- [Your instructions]
Check the material that follows and say how many lines include the string "algae", giving the number alone.

- [Exercise data]
# # # # #

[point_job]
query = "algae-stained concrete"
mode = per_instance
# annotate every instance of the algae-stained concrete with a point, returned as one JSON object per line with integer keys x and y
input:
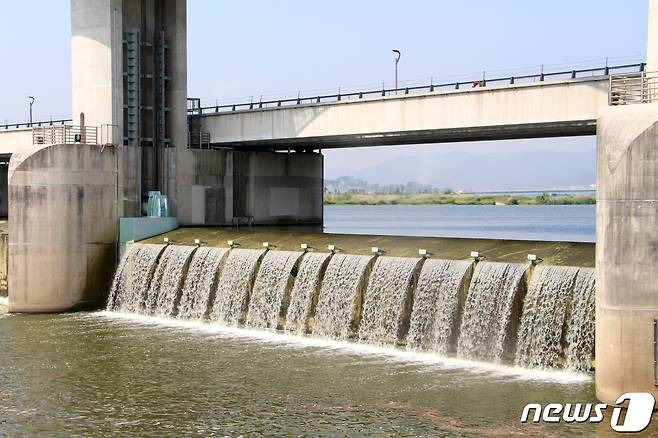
{"x": 62, "y": 227}
{"x": 626, "y": 276}
{"x": 516, "y": 251}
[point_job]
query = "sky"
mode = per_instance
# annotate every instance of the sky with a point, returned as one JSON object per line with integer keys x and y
{"x": 239, "y": 49}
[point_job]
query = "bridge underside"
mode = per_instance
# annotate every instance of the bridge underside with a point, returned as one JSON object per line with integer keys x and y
{"x": 534, "y": 110}
{"x": 451, "y": 135}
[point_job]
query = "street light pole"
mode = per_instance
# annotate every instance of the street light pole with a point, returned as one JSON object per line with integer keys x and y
{"x": 31, "y": 103}
{"x": 397, "y": 59}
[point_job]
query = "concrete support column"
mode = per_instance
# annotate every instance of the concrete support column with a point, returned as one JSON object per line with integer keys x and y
{"x": 62, "y": 227}
{"x": 626, "y": 250}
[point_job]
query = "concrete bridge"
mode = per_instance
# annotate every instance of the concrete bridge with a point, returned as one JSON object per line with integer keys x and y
{"x": 544, "y": 108}
{"x": 68, "y": 187}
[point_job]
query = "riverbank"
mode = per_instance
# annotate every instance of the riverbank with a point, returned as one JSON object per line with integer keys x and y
{"x": 456, "y": 199}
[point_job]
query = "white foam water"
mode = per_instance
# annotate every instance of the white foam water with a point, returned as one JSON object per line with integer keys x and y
{"x": 580, "y": 328}
{"x": 234, "y": 285}
{"x": 387, "y": 300}
{"x": 329, "y": 346}
{"x": 272, "y": 289}
{"x": 304, "y": 294}
{"x": 339, "y": 304}
{"x": 539, "y": 342}
{"x": 133, "y": 277}
{"x": 488, "y": 310}
{"x": 197, "y": 295}
{"x": 435, "y": 312}
{"x": 163, "y": 295}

# # # # #

- [Exercise solution]
2